- _ASSIGNMENT_: Could you please retype all of the data below exactly?

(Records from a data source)
────────────────────

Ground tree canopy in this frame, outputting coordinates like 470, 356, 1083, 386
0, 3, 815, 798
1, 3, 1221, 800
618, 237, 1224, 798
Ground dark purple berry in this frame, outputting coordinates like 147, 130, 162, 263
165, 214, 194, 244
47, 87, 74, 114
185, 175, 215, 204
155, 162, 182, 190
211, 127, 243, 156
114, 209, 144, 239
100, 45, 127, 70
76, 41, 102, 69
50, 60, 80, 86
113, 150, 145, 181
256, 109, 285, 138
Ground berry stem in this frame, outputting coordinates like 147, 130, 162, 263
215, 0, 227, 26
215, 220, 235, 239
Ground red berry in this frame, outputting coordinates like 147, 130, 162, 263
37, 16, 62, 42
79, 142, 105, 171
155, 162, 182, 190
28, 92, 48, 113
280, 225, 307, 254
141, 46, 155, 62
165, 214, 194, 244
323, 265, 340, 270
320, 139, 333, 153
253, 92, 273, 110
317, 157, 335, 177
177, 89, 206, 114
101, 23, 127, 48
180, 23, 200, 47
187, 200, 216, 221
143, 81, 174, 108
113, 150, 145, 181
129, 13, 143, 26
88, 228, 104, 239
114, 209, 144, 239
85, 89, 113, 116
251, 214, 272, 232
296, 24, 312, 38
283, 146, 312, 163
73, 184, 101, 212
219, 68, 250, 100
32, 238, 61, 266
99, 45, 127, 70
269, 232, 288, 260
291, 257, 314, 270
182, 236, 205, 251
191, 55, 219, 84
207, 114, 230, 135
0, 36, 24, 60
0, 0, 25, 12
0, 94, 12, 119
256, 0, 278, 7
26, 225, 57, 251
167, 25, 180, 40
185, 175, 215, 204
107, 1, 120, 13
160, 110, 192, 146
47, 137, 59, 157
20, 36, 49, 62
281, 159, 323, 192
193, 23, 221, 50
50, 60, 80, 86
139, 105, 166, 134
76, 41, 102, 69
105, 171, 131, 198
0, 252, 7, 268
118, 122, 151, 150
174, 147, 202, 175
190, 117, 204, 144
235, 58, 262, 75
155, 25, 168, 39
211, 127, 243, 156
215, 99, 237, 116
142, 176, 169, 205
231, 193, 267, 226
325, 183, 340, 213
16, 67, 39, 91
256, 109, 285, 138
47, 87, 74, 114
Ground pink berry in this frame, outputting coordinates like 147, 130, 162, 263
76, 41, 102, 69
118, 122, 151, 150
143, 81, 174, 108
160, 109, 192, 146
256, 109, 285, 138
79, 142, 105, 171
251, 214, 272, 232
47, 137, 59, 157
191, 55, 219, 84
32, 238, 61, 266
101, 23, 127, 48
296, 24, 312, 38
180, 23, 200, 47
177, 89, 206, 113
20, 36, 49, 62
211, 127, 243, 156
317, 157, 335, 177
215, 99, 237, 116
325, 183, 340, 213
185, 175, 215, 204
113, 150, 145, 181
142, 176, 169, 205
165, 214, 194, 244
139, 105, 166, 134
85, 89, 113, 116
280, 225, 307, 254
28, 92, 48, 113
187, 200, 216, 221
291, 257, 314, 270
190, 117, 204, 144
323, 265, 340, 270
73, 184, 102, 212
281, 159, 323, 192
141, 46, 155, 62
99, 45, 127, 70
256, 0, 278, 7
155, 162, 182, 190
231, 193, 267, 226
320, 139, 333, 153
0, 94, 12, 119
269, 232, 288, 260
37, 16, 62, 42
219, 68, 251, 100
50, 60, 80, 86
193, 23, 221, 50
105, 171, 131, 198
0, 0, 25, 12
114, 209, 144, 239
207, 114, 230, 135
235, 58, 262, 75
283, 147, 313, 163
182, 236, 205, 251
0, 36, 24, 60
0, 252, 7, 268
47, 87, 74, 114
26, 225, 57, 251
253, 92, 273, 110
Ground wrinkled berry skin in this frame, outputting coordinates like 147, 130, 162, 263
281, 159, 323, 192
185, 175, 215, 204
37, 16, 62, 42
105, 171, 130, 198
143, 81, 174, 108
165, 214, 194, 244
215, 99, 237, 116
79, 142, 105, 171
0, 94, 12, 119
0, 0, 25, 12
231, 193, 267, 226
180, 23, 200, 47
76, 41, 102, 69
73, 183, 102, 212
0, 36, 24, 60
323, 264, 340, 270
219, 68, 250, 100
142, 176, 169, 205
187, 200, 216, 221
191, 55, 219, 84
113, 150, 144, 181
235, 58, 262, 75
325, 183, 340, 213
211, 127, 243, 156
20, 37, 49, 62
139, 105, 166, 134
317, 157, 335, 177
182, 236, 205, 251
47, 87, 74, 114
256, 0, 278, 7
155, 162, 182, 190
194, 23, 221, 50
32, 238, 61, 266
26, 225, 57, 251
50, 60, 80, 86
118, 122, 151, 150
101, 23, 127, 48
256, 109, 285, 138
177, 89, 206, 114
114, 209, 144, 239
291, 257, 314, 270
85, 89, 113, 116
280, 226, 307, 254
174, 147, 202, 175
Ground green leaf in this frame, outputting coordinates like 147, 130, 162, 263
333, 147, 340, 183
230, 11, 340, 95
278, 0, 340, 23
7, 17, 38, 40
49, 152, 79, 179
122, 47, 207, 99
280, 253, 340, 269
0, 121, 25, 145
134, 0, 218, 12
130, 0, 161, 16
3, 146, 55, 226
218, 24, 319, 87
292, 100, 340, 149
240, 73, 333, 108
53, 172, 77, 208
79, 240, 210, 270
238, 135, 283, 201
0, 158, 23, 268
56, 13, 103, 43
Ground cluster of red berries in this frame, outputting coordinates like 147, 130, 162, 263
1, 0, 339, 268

────────────────────

- _ANSWER TO THE PROBLEM_:
Ground tree canopy in this frame, outputting coordinates like 470, 356, 1083, 386
0, 3, 815, 798
1, 3, 1221, 800
618, 237, 1224, 798
Ground dark purple berry in this frame, outputting coordinates like 147, 130, 162, 263
165, 214, 194, 244
47, 87, 74, 114
185, 175, 215, 204
155, 162, 182, 190
211, 127, 243, 156
114, 209, 144, 239
100, 45, 127, 70
76, 41, 102, 69
50, 60, 80, 86
113, 150, 145, 181
256, 109, 285, 138
Ground berry stem in this frame, outputting coordinates like 147, 130, 162, 263
215, 0, 227, 26
215, 220, 235, 239
Ground red berry in this frame, outputting coordinates like 147, 130, 162, 263
37, 16, 62, 42
79, 142, 105, 171
155, 162, 182, 190
28, 92, 48, 113
280, 225, 307, 254
141, 46, 155, 62
165, 214, 194, 244
323, 265, 340, 270
320, 139, 333, 153
253, 92, 273, 110
317, 157, 335, 177
177, 89, 206, 114
101, 23, 127, 48
180, 23, 200, 47
187, 200, 216, 221
143, 81, 174, 108
113, 150, 145, 181
129, 13, 143, 26
88, 228, 104, 239
114, 209, 144, 239
85, 89, 113, 116
251, 214, 272, 232
296, 24, 312, 38
283, 146, 312, 163
73, 184, 101, 212
219, 68, 250, 100
32, 238, 61, 266
99, 45, 127, 70
269, 232, 288, 260
291, 257, 314, 270
182, 236, 205, 251
191, 55, 219, 84
207, 114, 230, 135
0, 36, 24, 60
0, 0, 25, 12
0, 94, 12, 119
256, 0, 278, 7
26, 225, 57, 251
167, 25, 180, 40
185, 175, 215, 204
107, 1, 120, 13
160, 110, 192, 146
47, 137, 59, 157
20, 36, 49, 62
281, 159, 323, 192
193, 23, 221, 50
50, 60, 80, 86
139, 105, 166, 134
76, 41, 102, 69
105, 171, 131, 198
0, 252, 7, 268
118, 122, 151, 150
174, 147, 202, 175
190, 117, 204, 144
235, 58, 262, 75
155, 25, 168, 39
211, 127, 243, 156
215, 99, 237, 116
142, 176, 169, 205
231, 193, 267, 226
325, 183, 340, 213
16, 67, 39, 91
256, 109, 285, 138
47, 87, 74, 114
Ground pink berry in this frame, outputting coordinates like 147, 130, 162, 263
76, 41, 102, 69
118, 122, 151, 150
143, 81, 174, 108
160, 109, 192, 146
256, 109, 285, 138
79, 142, 105, 171
251, 214, 272, 232
47, 137, 59, 157
191, 55, 219, 84
32, 238, 61, 266
101, 23, 127, 48
296, 24, 312, 38
180, 23, 200, 47
177, 89, 206, 113
20, 36, 49, 62
211, 127, 243, 156
317, 157, 335, 177
215, 99, 237, 116
325, 183, 340, 213
185, 175, 215, 204
113, 150, 145, 181
142, 176, 169, 205
165, 214, 194, 244
139, 105, 166, 134
85, 89, 113, 116
280, 225, 307, 254
28, 92, 48, 113
187, 200, 216, 221
291, 257, 314, 270
190, 117, 204, 144
323, 265, 340, 270
73, 184, 102, 212
281, 159, 323, 192
141, 46, 155, 62
99, 45, 127, 70
256, 0, 278, 7
155, 162, 182, 190
231, 193, 267, 226
320, 139, 333, 153
0, 94, 12, 119
269, 232, 288, 260
37, 16, 62, 42
219, 68, 251, 100
50, 60, 80, 86
193, 23, 221, 50
105, 171, 131, 198
0, 0, 25, 12
114, 209, 144, 239
207, 114, 230, 135
235, 58, 262, 75
283, 147, 313, 163
182, 236, 205, 251
0, 36, 24, 60
0, 252, 7, 268
47, 87, 74, 114
26, 225, 57, 251
253, 92, 273, 110
Ground wrinkled berry skin in this frame, outputting coordinates like 147, 130, 162, 263
281, 159, 323, 192
185, 175, 215, 204
37, 16, 62, 42
105, 171, 130, 198
143, 81, 174, 108
165, 214, 194, 244
215, 99, 237, 116
79, 142, 105, 171
0, 94, 12, 119
0, 0, 25, 12
231, 193, 267, 226
180, 23, 200, 47
76, 41, 102, 69
73, 183, 102, 212
0, 36, 24, 60
323, 264, 340, 270
219, 68, 250, 100
142, 176, 169, 205
187, 200, 216, 221
191, 55, 219, 84
113, 150, 144, 181
235, 58, 262, 75
325, 183, 340, 213
211, 127, 243, 156
20, 37, 49, 62
139, 105, 166, 134
317, 157, 335, 177
182, 236, 205, 251
47, 87, 74, 114
256, 0, 278, 7
155, 162, 182, 190
194, 23, 221, 50
32, 238, 61, 266
26, 225, 57, 251
50, 60, 80, 86
118, 122, 151, 150
101, 23, 127, 48
256, 109, 285, 138
177, 89, 206, 114
114, 209, 144, 239
291, 257, 314, 270
85, 89, 113, 116
280, 226, 307, 254
174, 147, 202, 175
Ground green leaf in this frame, outputting coordinates like 147, 130, 162, 263
333, 147, 340, 183
230, 11, 340, 95
278, 0, 340, 23
7, 17, 38, 40
49, 152, 79, 179
122, 47, 207, 99
280, 253, 340, 269
0, 121, 25, 145
134, 0, 218, 12
130, 0, 161, 16
3, 146, 55, 226
218, 24, 319, 87
292, 100, 340, 149
240, 73, 333, 108
53, 172, 77, 208
79, 240, 210, 270
238, 135, 283, 201
0, 158, 23, 268
56, 13, 103, 43
Ground cluster of red berries in this frame, outputting coordinates like 147, 130, 162, 263
1, 0, 339, 268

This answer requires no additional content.